> OPDRACHT: Ga verder met de tekst over luchtkwaliteit en waterbeleid, direct na de laatste zin die er staat.

Op 15 november 2007 is de Wet luchtkwaliteit in werking getreden. De wet is enerzijds bedoelt om de negatieve effecten op de volksgezondheid aan te pakken, als gevolg van te hoge niveaus van luchtverontreiniging. Anderzijds heeft de wet tot doel mogelijkheden te creëren voor ruimtelijke ontwikkeling.

Volgens de nieuwe regeling vormt luchtkwaliteit in beginsel geen belemmering voor het uitoefenen van een ruimtelijk project als aan minimaal één van de volgende voorwaarden wordt voldaan:

  • er is geen sprake van een feitelijke of dreigende overschrijding van een grenswaarde;
  • een project leidt, al dan niet per saldo, niet tot een verslechtering van de luchtkwaliteit;
  • een project draagt 'niet in betekenende mate' (NIMB) bij aan de luchtverontreiniging;
  • een project past binnen het Nationaal Samenwerkingsprogramma Luchtkwaliteit (NSL) of binnen een regionaal programma van maatregelen.

Uit de berekeningen blijkt dat tijdens elk peiljaar op de randen van de onderzochte wegen wordt voldaan aan het "Besluit luchtkwaliteit 2005". Op basis van deze constatering wordt gesteld dat er geen sprake is van directe hinder binnen het plangebied en indirecte hinder nabij het plangebied.

Conclusie: Daarom wordt geconcludeerd dat binnen en nabij het plangebied wordt voldaan aan alle grenswaarden die zijn benoemd in het "Besluit luchkwaliteit 2005".

3.4.4 Waterparagraaf
3.4.4.1 Waterbeleid

In het waterbeheer zijn drie grote beleidsthema's:

  • Voor het dagelijkse waterbeheer is dat het Gewenste Grond- en Oppervlaktewater Regime (GGOR). Doel daarvan is gedurende een heel groot deel van het jaar die wateromstandigheden te realiseren die het beste passen bij de functie zoals de provincies die hebben vastgesteld.

> OVERZICHT:
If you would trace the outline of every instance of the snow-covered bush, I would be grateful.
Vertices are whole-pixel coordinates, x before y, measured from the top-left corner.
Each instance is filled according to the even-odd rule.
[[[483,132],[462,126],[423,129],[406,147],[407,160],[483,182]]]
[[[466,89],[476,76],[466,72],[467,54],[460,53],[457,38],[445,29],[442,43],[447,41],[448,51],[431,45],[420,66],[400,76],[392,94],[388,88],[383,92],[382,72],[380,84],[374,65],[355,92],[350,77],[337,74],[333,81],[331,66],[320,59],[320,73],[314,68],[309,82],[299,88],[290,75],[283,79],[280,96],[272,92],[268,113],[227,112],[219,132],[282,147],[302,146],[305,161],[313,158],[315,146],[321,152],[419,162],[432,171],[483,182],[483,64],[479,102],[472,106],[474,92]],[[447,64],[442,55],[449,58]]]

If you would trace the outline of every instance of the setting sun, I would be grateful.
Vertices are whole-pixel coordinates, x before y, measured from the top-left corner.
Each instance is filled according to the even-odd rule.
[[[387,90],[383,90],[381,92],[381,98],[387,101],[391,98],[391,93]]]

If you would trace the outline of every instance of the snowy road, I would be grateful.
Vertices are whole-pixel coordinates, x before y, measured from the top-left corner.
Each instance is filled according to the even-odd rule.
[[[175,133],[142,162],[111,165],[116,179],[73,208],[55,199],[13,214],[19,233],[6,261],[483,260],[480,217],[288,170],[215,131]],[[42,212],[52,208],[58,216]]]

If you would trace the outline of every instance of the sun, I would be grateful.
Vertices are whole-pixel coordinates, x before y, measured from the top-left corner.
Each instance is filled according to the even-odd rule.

> UITWERKING:
  • Om in extreem natte en extreem droge omstandigheden de schade als gevolg van wateroverlast of watertekort te beperken, kennen we WB21. Hierin zit de trits vasthouden-bergen-afvoeren als voorkeursvolgorde en afwegingskader en het principe van niet afwentelen. Het stedelijk gebied dient dus waterneutraal te zijn. Mocht dit door de enige goed reden - de veiligheid is ernstig in het geding, de kosten zijn te hoog, er spelen nijpende ruimtevraagstukken - niet kunnen, dan komen het waterschap en de gemeente passende afspraken overeen. Doel is het watersysteem zo in te richten dat het in extreme omstandigheden en in de toekomst goed functioneert.
  • Voor het bereiken van de goede ecologische toestand van het water zijn er de Europese richtlijnen voor ecologie en waterkwaliteit. Dit thema bestaat uit de Europese Kaderrichtlijn Water (KRW) en de Vogel- en Habitatrichtlijnen (vertaald in Flora- en Faunawet en Natuurbeschermingswet). Doel daarvan is dat alle Europese wateren, zowel oppervlaktewater als grondwater, zich in 2015 in een goede ecologische en goede chemische toestand bevinden. Met goede argumenten is uitstel mogelijk tot uiterlijk 2027. Voor de Natura 2000- gebieden is geen uitstel mogelijk.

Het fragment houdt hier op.